Referring expression pointing data:

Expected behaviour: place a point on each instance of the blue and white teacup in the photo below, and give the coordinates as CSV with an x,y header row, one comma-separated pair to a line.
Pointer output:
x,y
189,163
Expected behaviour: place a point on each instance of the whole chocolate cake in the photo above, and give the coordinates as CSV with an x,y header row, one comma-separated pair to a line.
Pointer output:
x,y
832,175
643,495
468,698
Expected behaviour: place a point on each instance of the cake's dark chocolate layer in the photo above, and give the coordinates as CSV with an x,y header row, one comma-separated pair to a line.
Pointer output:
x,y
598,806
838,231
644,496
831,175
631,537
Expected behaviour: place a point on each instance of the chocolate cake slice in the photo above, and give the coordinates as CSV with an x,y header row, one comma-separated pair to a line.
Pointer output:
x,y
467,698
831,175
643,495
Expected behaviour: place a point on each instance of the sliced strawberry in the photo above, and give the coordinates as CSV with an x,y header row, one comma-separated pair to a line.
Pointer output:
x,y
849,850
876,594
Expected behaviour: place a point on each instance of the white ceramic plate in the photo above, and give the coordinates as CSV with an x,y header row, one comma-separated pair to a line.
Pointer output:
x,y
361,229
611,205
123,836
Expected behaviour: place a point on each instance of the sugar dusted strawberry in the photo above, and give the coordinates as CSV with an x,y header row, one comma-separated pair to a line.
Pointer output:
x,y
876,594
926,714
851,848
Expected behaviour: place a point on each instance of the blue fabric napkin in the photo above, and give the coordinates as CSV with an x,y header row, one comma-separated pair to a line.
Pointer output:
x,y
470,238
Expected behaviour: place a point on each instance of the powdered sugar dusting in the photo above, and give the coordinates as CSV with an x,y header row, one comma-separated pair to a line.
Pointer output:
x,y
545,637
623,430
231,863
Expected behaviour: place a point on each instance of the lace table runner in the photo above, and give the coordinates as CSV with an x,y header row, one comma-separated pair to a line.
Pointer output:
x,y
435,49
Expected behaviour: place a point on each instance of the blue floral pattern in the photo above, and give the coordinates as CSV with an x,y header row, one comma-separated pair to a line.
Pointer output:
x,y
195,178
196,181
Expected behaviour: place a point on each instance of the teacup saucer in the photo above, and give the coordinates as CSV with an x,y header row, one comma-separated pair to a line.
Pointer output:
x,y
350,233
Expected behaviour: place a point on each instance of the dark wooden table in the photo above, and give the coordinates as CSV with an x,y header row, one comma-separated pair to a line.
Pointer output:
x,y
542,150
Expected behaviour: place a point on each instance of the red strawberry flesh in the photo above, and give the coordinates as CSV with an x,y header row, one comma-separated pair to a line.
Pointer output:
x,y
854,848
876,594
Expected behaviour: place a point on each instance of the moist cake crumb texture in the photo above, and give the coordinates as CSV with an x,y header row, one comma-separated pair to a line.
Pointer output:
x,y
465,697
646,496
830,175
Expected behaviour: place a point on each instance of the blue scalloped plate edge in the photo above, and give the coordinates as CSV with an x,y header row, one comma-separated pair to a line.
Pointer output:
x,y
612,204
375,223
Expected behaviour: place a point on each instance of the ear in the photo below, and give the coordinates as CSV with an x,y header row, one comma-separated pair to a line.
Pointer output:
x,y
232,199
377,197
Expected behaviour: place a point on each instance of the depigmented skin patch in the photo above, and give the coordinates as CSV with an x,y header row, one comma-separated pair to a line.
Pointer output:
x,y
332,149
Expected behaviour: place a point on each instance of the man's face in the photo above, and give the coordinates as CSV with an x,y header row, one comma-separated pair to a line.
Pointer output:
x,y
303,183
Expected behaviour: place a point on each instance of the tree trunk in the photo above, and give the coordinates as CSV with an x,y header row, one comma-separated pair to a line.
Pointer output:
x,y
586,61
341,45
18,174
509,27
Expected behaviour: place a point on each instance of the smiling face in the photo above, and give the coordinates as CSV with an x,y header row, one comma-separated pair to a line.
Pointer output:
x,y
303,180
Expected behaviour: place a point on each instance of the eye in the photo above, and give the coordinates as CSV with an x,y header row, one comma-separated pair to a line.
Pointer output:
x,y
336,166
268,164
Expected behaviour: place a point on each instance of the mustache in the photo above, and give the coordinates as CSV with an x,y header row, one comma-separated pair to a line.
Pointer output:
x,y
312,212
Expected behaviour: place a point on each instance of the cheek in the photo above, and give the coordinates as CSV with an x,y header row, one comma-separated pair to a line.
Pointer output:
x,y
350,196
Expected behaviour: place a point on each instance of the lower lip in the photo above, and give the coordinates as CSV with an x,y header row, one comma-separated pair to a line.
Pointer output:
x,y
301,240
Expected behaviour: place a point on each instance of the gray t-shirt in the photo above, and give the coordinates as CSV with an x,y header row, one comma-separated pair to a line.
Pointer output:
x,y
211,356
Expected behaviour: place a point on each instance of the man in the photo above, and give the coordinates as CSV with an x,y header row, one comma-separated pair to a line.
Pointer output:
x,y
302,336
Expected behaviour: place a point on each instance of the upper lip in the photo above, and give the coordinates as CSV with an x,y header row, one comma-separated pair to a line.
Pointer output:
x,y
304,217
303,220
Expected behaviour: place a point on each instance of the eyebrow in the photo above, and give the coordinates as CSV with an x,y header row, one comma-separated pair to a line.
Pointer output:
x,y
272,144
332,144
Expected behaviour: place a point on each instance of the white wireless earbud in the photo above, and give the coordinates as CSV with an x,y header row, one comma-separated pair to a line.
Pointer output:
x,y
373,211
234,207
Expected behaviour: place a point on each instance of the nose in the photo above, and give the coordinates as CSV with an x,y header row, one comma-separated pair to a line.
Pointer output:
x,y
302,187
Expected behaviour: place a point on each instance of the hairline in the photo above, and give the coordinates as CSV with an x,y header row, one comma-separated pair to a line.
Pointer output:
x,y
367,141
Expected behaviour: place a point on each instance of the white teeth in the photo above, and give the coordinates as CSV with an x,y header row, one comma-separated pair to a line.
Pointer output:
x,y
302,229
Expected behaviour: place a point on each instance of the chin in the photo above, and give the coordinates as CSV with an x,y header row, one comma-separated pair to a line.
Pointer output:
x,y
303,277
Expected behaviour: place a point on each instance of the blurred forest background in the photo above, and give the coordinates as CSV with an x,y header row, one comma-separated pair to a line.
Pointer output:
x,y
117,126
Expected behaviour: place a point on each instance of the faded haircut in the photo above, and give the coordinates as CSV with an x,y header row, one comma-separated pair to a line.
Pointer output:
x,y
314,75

### About this exercise
Find every line in the records that contains the word "dark"; copy those lines.

### Solution for this task
Expected behaviour: place a point on each instance of the cake's dark chocolate layer in the photo above, and give the coordinates as CSV with an x,y header row, one comma-separated pair to a line.
Expected behaviour: place a point on each instance of the dark wooden table in the photo above, and give the coordinates as CSV with an x,y header row, one comma-separated pair to a line.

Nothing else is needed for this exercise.